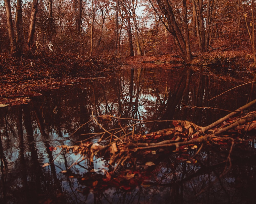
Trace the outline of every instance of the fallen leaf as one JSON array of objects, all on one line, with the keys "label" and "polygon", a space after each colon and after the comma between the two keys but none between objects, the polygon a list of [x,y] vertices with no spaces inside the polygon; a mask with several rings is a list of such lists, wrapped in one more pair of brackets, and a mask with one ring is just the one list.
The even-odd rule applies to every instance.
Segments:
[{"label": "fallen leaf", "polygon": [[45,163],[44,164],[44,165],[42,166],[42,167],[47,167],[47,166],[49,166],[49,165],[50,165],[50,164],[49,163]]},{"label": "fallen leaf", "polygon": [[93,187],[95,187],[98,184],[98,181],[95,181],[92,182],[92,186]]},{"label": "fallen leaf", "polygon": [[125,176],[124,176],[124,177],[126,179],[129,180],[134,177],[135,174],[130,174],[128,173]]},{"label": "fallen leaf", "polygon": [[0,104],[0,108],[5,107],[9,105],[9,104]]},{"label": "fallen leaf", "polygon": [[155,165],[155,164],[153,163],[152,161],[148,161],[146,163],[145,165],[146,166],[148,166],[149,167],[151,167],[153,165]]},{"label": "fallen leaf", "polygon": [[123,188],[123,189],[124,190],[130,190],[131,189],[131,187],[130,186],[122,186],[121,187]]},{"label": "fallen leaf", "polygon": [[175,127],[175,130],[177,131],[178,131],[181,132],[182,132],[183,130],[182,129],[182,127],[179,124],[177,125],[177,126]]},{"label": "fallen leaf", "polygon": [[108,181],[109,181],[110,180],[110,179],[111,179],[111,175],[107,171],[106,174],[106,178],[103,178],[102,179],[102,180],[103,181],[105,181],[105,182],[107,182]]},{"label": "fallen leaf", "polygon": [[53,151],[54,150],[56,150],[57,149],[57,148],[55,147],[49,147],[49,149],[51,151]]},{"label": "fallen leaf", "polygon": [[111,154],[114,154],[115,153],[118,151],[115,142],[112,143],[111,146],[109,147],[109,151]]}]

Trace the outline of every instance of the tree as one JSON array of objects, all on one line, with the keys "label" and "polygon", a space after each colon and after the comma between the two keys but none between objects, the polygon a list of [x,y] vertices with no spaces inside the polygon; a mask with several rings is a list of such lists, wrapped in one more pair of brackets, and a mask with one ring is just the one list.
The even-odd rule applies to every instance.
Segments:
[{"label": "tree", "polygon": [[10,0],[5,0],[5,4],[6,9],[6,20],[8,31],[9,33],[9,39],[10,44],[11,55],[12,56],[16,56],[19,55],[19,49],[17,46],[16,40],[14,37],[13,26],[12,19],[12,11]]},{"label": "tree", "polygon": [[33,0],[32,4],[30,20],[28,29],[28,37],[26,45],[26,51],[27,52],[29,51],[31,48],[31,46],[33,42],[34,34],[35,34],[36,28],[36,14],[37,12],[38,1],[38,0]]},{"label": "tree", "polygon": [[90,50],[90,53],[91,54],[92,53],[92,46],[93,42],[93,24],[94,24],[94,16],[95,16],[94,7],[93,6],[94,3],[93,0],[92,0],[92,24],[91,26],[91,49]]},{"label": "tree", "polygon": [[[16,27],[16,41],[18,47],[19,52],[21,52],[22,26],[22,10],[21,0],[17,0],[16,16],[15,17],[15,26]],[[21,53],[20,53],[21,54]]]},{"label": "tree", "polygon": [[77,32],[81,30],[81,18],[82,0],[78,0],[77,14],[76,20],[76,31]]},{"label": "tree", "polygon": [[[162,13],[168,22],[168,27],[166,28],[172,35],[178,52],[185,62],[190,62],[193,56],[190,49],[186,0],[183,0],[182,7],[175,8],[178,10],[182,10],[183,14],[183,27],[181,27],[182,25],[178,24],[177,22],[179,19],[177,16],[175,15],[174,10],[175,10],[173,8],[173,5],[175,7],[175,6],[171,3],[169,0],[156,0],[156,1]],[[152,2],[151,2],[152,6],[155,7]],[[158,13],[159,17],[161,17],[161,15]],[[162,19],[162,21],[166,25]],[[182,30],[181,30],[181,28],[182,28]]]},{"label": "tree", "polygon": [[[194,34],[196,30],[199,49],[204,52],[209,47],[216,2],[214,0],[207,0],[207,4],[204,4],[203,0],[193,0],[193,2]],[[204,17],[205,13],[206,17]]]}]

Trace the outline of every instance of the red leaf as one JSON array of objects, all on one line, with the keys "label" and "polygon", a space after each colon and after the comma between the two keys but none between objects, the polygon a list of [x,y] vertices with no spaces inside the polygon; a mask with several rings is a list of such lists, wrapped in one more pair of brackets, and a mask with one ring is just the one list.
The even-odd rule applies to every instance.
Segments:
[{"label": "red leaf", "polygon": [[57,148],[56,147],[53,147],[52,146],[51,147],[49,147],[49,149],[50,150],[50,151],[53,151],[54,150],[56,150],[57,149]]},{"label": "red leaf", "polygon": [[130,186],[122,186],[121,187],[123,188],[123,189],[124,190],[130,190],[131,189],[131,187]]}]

--

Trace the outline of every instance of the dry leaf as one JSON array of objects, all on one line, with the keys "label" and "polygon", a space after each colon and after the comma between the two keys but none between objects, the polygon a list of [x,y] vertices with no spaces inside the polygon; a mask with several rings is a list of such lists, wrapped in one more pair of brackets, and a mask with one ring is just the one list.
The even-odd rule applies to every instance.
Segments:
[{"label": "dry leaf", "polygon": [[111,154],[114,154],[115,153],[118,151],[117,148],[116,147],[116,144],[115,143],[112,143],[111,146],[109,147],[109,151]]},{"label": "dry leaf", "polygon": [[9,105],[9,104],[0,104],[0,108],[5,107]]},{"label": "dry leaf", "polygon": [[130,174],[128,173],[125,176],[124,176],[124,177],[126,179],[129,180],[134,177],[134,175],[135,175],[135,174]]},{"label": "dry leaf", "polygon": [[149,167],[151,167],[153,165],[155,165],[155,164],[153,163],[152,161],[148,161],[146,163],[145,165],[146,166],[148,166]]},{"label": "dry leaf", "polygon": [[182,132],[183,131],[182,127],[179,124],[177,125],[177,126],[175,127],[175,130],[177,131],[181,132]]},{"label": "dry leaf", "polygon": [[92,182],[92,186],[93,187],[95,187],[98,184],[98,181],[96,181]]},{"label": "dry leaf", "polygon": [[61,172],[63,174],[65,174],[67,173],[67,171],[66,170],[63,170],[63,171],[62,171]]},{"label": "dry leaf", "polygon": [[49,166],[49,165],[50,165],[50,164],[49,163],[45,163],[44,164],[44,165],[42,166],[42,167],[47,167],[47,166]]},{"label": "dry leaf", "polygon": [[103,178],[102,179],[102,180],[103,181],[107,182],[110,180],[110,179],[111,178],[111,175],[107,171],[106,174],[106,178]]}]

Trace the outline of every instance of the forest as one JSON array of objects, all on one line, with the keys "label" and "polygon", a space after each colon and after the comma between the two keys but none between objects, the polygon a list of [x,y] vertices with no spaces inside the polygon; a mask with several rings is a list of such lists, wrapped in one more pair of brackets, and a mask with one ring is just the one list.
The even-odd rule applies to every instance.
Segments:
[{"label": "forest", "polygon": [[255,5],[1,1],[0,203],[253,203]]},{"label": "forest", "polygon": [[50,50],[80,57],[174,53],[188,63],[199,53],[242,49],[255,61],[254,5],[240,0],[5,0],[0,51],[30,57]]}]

§ **TO BE DONE**:
Count the lines of the material above that contain the word "forest", and reply with the number alone.

§ **OUTPUT**:
2